Provided information:
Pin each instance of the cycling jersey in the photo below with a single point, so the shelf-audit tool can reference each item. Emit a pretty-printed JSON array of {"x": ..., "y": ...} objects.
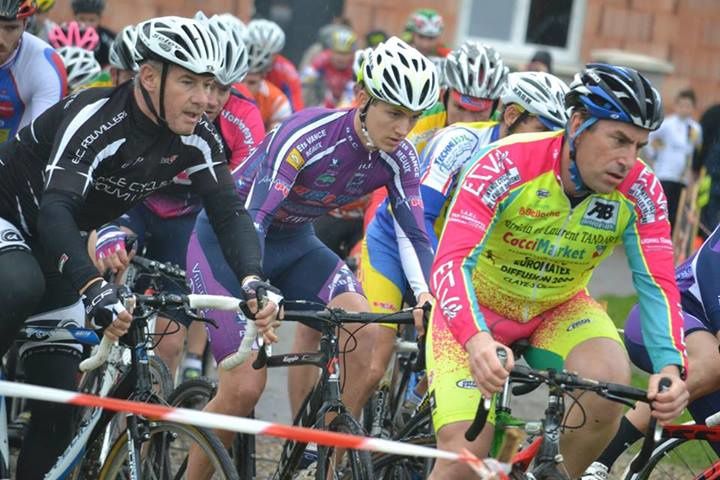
[
  {"x": 382, "y": 274},
  {"x": 91, "y": 157},
  {"x": 337, "y": 83},
  {"x": 31, "y": 80},
  {"x": 431, "y": 120},
  {"x": 285, "y": 76},
  {"x": 241, "y": 130},
  {"x": 514, "y": 244}
]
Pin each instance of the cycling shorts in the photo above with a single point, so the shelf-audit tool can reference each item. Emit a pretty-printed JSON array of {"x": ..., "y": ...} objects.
[
  {"x": 166, "y": 240},
  {"x": 295, "y": 261},
  {"x": 552, "y": 335}
]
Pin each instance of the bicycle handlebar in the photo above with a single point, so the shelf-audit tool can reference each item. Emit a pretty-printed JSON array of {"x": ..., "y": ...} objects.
[{"x": 216, "y": 302}]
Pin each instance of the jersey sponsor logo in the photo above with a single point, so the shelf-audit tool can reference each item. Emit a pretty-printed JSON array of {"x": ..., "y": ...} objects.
[
  {"x": 601, "y": 214},
  {"x": 295, "y": 159},
  {"x": 532, "y": 213},
  {"x": 543, "y": 246},
  {"x": 492, "y": 177}
]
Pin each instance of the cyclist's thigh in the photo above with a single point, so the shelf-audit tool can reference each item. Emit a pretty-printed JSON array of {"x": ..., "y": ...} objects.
[
  {"x": 566, "y": 326},
  {"x": 303, "y": 268},
  {"x": 454, "y": 396},
  {"x": 381, "y": 275},
  {"x": 209, "y": 273}
]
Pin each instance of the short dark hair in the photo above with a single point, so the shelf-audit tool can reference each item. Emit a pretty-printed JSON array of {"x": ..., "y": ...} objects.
[{"x": 688, "y": 93}]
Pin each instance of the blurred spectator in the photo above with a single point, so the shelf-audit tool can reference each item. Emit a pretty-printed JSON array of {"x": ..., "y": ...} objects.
[
  {"x": 39, "y": 24},
  {"x": 671, "y": 149},
  {"x": 282, "y": 73},
  {"x": 328, "y": 81},
  {"x": 90, "y": 13},
  {"x": 710, "y": 159},
  {"x": 424, "y": 28},
  {"x": 540, "y": 62},
  {"x": 374, "y": 37}
]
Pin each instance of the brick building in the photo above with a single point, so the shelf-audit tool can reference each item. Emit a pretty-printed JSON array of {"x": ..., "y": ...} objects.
[{"x": 682, "y": 33}]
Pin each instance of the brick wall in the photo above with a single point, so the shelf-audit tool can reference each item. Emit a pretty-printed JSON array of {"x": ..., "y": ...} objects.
[{"x": 683, "y": 32}]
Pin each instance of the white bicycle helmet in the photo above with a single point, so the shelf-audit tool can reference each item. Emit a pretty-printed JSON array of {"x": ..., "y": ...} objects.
[
  {"x": 180, "y": 41},
  {"x": 80, "y": 65},
  {"x": 267, "y": 34},
  {"x": 230, "y": 37},
  {"x": 122, "y": 53},
  {"x": 398, "y": 74},
  {"x": 476, "y": 70},
  {"x": 426, "y": 22},
  {"x": 540, "y": 94},
  {"x": 360, "y": 56}
]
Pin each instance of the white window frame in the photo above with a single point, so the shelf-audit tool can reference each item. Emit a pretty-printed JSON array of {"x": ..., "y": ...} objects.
[{"x": 516, "y": 48}]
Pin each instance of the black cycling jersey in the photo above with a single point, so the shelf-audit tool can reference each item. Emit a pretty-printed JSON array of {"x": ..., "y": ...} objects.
[{"x": 91, "y": 157}]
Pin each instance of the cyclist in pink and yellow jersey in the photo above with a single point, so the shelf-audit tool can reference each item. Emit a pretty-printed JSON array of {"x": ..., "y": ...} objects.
[{"x": 532, "y": 217}]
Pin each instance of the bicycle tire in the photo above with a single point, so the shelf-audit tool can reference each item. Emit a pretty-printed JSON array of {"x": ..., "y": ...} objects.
[
  {"x": 398, "y": 467},
  {"x": 360, "y": 461},
  {"x": 667, "y": 459},
  {"x": 195, "y": 394},
  {"x": 156, "y": 459}
]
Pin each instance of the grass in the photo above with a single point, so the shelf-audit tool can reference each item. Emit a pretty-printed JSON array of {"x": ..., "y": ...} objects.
[{"x": 618, "y": 308}]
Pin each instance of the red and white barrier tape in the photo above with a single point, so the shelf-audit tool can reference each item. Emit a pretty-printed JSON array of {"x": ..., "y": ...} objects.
[{"x": 235, "y": 424}]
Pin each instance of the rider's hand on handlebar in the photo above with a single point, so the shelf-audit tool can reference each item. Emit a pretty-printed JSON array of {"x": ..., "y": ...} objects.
[
  {"x": 485, "y": 366},
  {"x": 419, "y": 313},
  {"x": 267, "y": 318},
  {"x": 669, "y": 404}
]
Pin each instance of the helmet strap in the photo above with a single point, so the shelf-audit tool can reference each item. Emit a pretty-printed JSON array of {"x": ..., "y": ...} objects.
[
  {"x": 363, "y": 126},
  {"x": 577, "y": 180},
  {"x": 148, "y": 101}
]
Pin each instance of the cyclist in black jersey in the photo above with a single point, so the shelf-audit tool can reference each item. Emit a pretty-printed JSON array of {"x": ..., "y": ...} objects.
[{"x": 84, "y": 162}]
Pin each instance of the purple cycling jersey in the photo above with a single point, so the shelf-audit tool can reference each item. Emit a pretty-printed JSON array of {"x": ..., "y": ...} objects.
[{"x": 315, "y": 162}]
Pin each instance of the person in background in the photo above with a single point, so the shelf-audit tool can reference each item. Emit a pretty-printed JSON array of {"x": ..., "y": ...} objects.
[
  {"x": 32, "y": 74},
  {"x": 424, "y": 28},
  {"x": 81, "y": 67},
  {"x": 541, "y": 61},
  {"x": 328, "y": 81},
  {"x": 89, "y": 12},
  {"x": 123, "y": 64},
  {"x": 39, "y": 24},
  {"x": 671, "y": 149},
  {"x": 273, "y": 103},
  {"x": 282, "y": 73}
]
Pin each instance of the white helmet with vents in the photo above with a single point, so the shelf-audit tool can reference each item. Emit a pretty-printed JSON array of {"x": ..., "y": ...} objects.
[
  {"x": 184, "y": 42},
  {"x": 476, "y": 70},
  {"x": 540, "y": 94},
  {"x": 398, "y": 74}
]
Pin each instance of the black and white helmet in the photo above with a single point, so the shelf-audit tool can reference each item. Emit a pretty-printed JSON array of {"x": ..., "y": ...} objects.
[
  {"x": 476, "y": 70},
  {"x": 180, "y": 41},
  {"x": 398, "y": 74},
  {"x": 267, "y": 34},
  {"x": 230, "y": 36},
  {"x": 122, "y": 53},
  {"x": 80, "y": 65},
  {"x": 540, "y": 94}
]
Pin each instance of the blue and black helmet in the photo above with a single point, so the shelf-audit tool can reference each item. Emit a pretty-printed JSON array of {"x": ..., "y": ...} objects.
[{"x": 616, "y": 93}]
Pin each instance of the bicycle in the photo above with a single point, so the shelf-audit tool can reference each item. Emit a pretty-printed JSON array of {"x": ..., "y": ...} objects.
[
  {"x": 325, "y": 398},
  {"x": 683, "y": 452}
]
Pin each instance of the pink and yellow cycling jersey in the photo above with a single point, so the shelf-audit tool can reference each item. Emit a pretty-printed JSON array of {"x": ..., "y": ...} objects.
[{"x": 512, "y": 242}]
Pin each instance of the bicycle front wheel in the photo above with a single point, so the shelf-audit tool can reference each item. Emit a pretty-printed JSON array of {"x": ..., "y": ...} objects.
[
  {"x": 358, "y": 463},
  {"x": 164, "y": 454},
  {"x": 680, "y": 458}
]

Problem to solve: Leave out the pictures and print each record exactly as it stands.

Solution to the problem:
Pin each instance of the cycling jersey in the photo below with a single point, so the shelf-audit tool can reference each item. Emit a pretty-printed JSON array of {"x": ..., "y": ...} objects.
[
  {"x": 382, "y": 274},
  {"x": 91, "y": 157},
  {"x": 337, "y": 83},
  {"x": 31, "y": 80},
  {"x": 431, "y": 120},
  {"x": 285, "y": 76},
  {"x": 241, "y": 130},
  {"x": 514, "y": 244}
]
Pin each instance of the cycling shorts in the photo above with a single point, so the shelf-audit tool can reference each item. Emit a pretty-printed JSON array of {"x": ..., "y": ...} objects.
[
  {"x": 166, "y": 240},
  {"x": 295, "y": 261},
  {"x": 552, "y": 335}
]
Pin each instance of the bicycle handlebar in the photo above with a single point, so the shelf-audit tool can reference each item. Emit a pretty-printed JSON array of {"x": ..., "y": ...} objects.
[{"x": 216, "y": 302}]
Pin each instance of the jersey sponsor logo in the photo above with a single point, so the shelf-audit tool can reference each item. Emit a pretty-printed JSON array of {"x": ..., "y": ...} objects.
[
  {"x": 601, "y": 214},
  {"x": 295, "y": 159},
  {"x": 532, "y": 213},
  {"x": 543, "y": 246},
  {"x": 492, "y": 177}
]
Pin each instance of the cyclist's thigh in the photo above with a single point, so the shelf-audit tool can reference each item. Emit a pretty-printed JSON array of {"x": ..., "y": ...} objects.
[
  {"x": 566, "y": 326},
  {"x": 303, "y": 268},
  {"x": 454, "y": 396},
  {"x": 381, "y": 275},
  {"x": 209, "y": 273}
]
Pin each instance of the short dark hair in the photo above with a single point, so the shelf-audit tool can reference each item. Emit a pretty-printed JSON array of {"x": ..., "y": ...} objects.
[{"x": 688, "y": 93}]
Pin each instance of the blurred spectator in the photo above with a single point, so the shelf-audit tool can reference each item. Emit a pretty-printed JSON array of {"x": ..., "y": ...} objects.
[
  {"x": 39, "y": 24},
  {"x": 671, "y": 149},
  {"x": 282, "y": 73},
  {"x": 328, "y": 81},
  {"x": 90, "y": 13},
  {"x": 710, "y": 159},
  {"x": 424, "y": 28},
  {"x": 540, "y": 62},
  {"x": 374, "y": 37}
]
Pin each instance of the brick building in the photo above with a single point, so the shelf-audit tool can reference each item. Emit a pretty-printed JSON array of {"x": ..., "y": ...} objects.
[{"x": 682, "y": 33}]
Pin each instance of the brick wall in the photo above with a single point, so the shelf-audit tool can reference each item. Emit a pretty-printed JSON array of {"x": ..., "y": ...} objects.
[{"x": 683, "y": 32}]
Pin each instance of the white bicycle helmet in the photo above with a single point, so the shelf-audit tool can reference each item. Emit a pretty-printed JSON array of {"x": ..., "y": ...} objects.
[
  {"x": 180, "y": 41},
  {"x": 80, "y": 65},
  {"x": 267, "y": 34},
  {"x": 230, "y": 37},
  {"x": 122, "y": 53},
  {"x": 398, "y": 74},
  {"x": 476, "y": 70},
  {"x": 426, "y": 22},
  {"x": 540, "y": 94},
  {"x": 360, "y": 56}
]
Pin each instance of the white window frame in the photo above with a single point, so the shelf-audit tool can reference each item. Emit a pretty-printed JSON array of {"x": ..., "y": ...} objects.
[{"x": 516, "y": 48}]
Pin each instance of the black cycling jersey in the photo above with a single point, so the shelf-audit tool can reference each item. Emit a pretty-printed JSON array of {"x": ..., "y": ...} objects.
[{"x": 91, "y": 157}]
Pin each instance of the cyclist in pink and yellow jersey in the photo above with a single point, so the shelf-audit tool can reference each item. Emit a pretty-printed JSON array of {"x": ..., "y": ...} objects.
[{"x": 532, "y": 217}]
Pin each instance of the bicycle tire in the photo above with a single point, so the shelf-audit tool can reference each item. Emit a pretty-printed JSON array of {"x": ..., "y": ...} objects.
[
  {"x": 398, "y": 467},
  {"x": 360, "y": 461},
  {"x": 667, "y": 459},
  {"x": 195, "y": 394},
  {"x": 156, "y": 459}
]
Pin each instance of the grass in the photo above with a single point, so the shelf-audit tool can reference each item. Emit a pretty-printed JSON array of {"x": ..., "y": ...} objects.
[{"x": 618, "y": 308}]
Pin each instance of the red and white barrier tape in the photo above with a single point, so the shelf-audit tool can reference each item. Emit a pretty-printed JSON array of {"x": ..., "y": ...} objects.
[{"x": 235, "y": 424}]
Pin each instance of the rider's hand on handlebar in the photo above with a single point, so the shelf-audit tool can reference each item. Emit a pretty-printed JSON array of {"x": ..., "y": ...} objects.
[
  {"x": 485, "y": 366},
  {"x": 419, "y": 313},
  {"x": 267, "y": 318},
  {"x": 669, "y": 404}
]
Pin each instance of the helmet strap in the photo above with a single point, so the shelf-audit tool can reference each item. Emit a pretty-printed JSON array of {"x": ..., "y": ...} objects.
[
  {"x": 363, "y": 126},
  {"x": 577, "y": 180},
  {"x": 148, "y": 101}
]
Pin each instance of the cyclist in black jersey in the photo above with a single point, so the shelf-audit tool can reference each item. Emit a pretty-printed JSON array of {"x": ..., "y": ...} objects.
[{"x": 84, "y": 162}]
Pin each instance of the purple cycling jersey in the photo above with a single point, so the shelf-audit tool can reference each item. Emit a pretty-printed JSON array of {"x": ..., "y": ...} objects.
[{"x": 315, "y": 162}]
Pin each instance of the person in background in the photo above with a single point, so the shelf-audit tool can reference each item. Emit a pretty-printed JSON array of {"x": ..., "y": ...} objects.
[
  {"x": 32, "y": 74},
  {"x": 424, "y": 28},
  {"x": 81, "y": 67},
  {"x": 541, "y": 61},
  {"x": 328, "y": 81},
  {"x": 89, "y": 12},
  {"x": 123, "y": 64},
  {"x": 39, "y": 24},
  {"x": 671, "y": 149},
  {"x": 273, "y": 103},
  {"x": 282, "y": 73}
]
Pin each instance of the white helmet with vents in the photo above with a single point, so the shelf-audit tool can reference each item. Emit a pretty-printed JSON array of {"x": ..., "y": ...} objects.
[
  {"x": 184, "y": 42},
  {"x": 476, "y": 70},
  {"x": 540, "y": 94},
  {"x": 398, "y": 74}
]
Pin each instance of the black and white helmet in the photo above with a single point, so the shelf-audit tool can reference each item. Emit a pretty-printed JSON array of {"x": ..., "y": ...} objects.
[
  {"x": 476, "y": 70},
  {"x": 180, "y": 41},
  {"x": 398, "y": 74},
  {"x": 267, "y": 34},
  {"x": 230, "y": 36},
  {"x": 122, "y": 53},
  {"x": 80, "y": 65},
  {"x": 540, "y": 94}
]
Pin each instance of the blue and black helmet in the photo above with a single point, so the shelf-audit tool can reference each item. Emit a pretty-printed JSON array of {"x": ..., "y": ...} objects.
[{"x": 616, "y": 93}]
Pin each instance of the bicycle in the photo above with a single point, so the shelf-audit tool can reference each item. Emit a pretty-printed JSON array of {"x": ..., "y": ...} objects.
[
  {"x": 325, "y": 398},
  {"x": 683, "y": 452}
]
Pin each instance of the pink and yellow cycling jersey in the photo above with a single point, so the shelf-audit tool can reference each item. Emit a pretty-printed JSON array of {"x": ..., "y": ...} objects.
[{"x": 512, "y": 242}]
Pin each instance of the bicycle front wheel in the photo above with a single point, so the shelf-audit tool can reference each item. Emit a pretty-printed JSON array of {"x": ..., "y": ...} objects.
[
  {"x": 358, "y": 463},
  {"x": 164, "y": 454},
  {"x": 680, "y": 458}
]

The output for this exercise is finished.